Exercise description
Copy the lines below verbatim, but only from the line containing "of the dark" through the end of the data.

Given records
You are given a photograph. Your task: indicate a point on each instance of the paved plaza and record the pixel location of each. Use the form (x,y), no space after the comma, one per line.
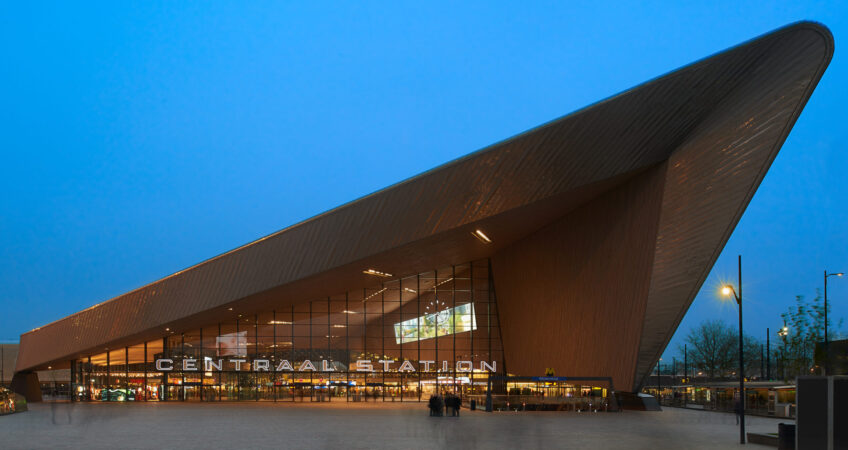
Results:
(366,426)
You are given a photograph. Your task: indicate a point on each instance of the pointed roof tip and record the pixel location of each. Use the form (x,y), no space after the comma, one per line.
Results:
(811,25)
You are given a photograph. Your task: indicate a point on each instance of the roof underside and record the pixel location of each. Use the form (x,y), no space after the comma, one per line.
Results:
(719,122)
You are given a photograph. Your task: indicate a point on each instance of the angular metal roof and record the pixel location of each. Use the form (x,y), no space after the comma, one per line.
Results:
(718,123)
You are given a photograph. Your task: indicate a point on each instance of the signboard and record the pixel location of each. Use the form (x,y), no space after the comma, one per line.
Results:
(458,319)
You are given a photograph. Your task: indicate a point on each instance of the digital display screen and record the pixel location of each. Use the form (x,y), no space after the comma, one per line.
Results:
(232,344)
(450,321)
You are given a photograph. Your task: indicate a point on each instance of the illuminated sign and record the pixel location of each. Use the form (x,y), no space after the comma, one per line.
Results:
(450,321)
(232,344)
(362,365)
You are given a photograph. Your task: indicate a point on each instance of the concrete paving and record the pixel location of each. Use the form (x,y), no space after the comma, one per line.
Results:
(366,426)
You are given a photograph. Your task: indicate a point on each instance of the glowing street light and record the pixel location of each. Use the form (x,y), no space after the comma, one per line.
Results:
(727,291)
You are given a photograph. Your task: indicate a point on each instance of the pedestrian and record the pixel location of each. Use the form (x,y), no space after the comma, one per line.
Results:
(440,405)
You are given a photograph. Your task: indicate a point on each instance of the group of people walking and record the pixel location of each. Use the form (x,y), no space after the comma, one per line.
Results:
(438,404)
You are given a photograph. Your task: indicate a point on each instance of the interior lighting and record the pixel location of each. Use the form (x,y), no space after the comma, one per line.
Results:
(376,273)
(375,294)
(481,236)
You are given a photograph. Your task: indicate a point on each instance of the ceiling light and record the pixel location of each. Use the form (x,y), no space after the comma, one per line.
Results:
(375,294)
(482,236)
(376,273)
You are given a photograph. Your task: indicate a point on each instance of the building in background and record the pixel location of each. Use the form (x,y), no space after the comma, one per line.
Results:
(572,249)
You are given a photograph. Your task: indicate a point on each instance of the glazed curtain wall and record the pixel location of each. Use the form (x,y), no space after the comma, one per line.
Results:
(397,325)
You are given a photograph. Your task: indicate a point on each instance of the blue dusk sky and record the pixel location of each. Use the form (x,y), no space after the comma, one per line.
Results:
(142,138)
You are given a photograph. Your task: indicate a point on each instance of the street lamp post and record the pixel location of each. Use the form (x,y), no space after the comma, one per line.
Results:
(826,344)
(768,356)
(727,291)
(783,333)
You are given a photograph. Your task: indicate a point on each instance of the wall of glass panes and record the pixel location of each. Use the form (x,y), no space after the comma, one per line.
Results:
(444,316)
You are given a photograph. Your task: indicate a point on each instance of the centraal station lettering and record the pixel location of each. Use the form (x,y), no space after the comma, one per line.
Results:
(362,365)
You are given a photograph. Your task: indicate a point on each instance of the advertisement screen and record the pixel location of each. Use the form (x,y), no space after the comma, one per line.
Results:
(232,344)
(450,321)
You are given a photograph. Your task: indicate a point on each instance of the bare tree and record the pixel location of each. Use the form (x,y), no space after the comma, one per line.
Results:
(712,347)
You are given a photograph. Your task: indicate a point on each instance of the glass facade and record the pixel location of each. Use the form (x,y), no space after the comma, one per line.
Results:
(401,339)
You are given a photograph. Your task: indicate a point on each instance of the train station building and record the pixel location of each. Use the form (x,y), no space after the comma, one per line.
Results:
(560,260)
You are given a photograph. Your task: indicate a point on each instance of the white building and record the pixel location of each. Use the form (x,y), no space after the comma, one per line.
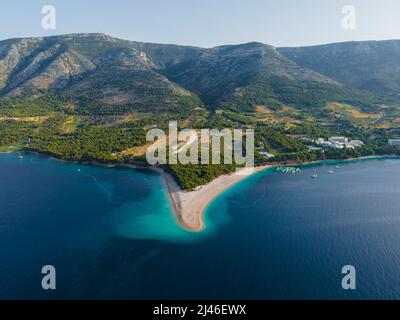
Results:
(342,140)
(355,144)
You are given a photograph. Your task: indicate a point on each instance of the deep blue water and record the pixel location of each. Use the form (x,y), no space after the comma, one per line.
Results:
(110,234)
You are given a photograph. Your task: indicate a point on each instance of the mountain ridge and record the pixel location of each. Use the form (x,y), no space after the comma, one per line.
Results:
(95,68)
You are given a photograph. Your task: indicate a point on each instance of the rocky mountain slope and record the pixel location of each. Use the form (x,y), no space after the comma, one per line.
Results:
(97,71)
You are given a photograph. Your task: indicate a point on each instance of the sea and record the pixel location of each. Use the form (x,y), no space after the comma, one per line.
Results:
(110,233)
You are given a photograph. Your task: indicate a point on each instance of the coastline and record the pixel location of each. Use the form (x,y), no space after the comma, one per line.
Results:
(189,206)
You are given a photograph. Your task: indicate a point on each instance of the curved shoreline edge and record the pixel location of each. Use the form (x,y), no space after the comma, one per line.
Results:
(189,207)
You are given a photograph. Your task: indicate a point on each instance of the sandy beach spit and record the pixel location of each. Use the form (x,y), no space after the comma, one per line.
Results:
(190,206)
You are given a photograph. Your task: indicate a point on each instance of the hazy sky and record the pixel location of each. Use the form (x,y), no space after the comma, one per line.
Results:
(207,23)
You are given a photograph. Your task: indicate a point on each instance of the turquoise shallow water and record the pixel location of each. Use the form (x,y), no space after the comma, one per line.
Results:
(110,233)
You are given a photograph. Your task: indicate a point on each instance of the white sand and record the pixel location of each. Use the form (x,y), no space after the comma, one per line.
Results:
(189,206)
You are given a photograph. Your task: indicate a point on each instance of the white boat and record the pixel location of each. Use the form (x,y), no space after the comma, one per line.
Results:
(315,175)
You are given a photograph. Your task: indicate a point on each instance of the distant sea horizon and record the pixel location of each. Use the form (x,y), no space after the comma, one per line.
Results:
(111,234)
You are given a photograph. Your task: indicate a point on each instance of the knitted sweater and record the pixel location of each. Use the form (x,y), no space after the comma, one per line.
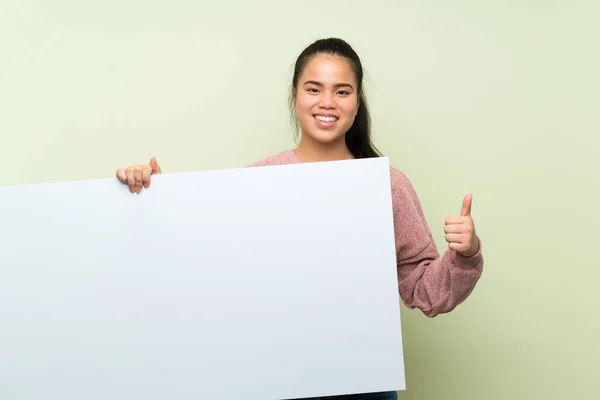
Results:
(432,283)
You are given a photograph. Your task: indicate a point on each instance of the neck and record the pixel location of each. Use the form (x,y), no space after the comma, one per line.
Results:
(311,151)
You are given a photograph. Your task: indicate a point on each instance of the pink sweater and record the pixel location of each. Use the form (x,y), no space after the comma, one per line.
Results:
(426,281)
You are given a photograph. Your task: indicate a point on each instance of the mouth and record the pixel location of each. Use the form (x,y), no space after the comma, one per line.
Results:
(326,118)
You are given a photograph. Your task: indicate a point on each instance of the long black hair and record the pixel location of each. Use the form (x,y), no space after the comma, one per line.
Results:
(358,137)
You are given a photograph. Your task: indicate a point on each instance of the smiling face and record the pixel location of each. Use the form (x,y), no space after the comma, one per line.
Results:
(326,99)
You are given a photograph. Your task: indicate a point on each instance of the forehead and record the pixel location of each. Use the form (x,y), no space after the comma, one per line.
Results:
(327,68)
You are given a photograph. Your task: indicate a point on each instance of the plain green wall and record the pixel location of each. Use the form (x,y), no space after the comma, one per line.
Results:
(499,99)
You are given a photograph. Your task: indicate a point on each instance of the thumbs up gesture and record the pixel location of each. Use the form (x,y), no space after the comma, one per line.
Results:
(460,231)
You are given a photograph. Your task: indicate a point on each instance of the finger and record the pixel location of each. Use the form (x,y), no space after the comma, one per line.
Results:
(137,172)
(455,238)
(122,175)
(466,208)
(454,228)
(457,220)
(155,166)
(458,247)
(130,179)
(146,173)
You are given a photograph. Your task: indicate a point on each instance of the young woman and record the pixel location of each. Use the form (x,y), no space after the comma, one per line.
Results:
(331,111)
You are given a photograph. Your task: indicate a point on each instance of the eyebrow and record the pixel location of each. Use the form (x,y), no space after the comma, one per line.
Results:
(320,84)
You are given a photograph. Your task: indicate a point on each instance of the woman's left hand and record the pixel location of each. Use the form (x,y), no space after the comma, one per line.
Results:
(460,231)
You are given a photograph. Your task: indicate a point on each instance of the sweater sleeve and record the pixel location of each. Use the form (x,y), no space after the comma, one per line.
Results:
(432,283)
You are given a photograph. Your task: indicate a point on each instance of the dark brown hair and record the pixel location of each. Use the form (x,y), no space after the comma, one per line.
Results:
(358,137)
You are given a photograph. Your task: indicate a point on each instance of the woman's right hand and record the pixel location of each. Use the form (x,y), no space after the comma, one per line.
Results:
(138,176)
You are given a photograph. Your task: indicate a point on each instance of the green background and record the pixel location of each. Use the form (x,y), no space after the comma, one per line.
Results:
(499,99)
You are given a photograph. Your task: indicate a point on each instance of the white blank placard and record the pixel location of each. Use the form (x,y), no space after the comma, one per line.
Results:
(254,283)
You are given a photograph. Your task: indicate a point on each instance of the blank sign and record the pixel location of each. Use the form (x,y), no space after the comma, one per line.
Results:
(256,283)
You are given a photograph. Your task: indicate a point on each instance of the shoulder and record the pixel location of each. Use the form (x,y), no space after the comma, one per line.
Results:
(404,196)
(281,158)
(400,182)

Finished answer
You are given a photograph. Your task: indicate a point on each instance of the dark brown hair and record the pixel location of each. Use the form (x,y), no space after the comma, one per line.
Results:
(358,137)
You are given a photograph. Your task: indicate a point on each instance of the woman's right hand and record the pixel location of each. Use the form (x,y), no space after the comma, one per line.
Results:
(138,176)
You are given a photograph. Your task: indicate a point on each instance of the green background and record the pixel location of each. Use the form (x,y), no space after the comma, one per line.
Results:
(499,99)
You are given a photograph. Your task: indicate a point on each instance of the white blank placard and record the pixel location of each. Use the form (x,y), no space after the comma, one per line.
Results:
(254,283)
You are given a photograph. Your task: indicate a point on each instance of the blank sign and record the pixel location of each. Use the form (x,y), no space after the comma, one per line.
Results:
(256,283)
You are given a photograph. Your task: indicate a point on each instance of the shoulder and record the pixel location of each. Use the form (x,y), no space after the comma, one per line.
Results:
(404,196)
(281,158)
(400,182)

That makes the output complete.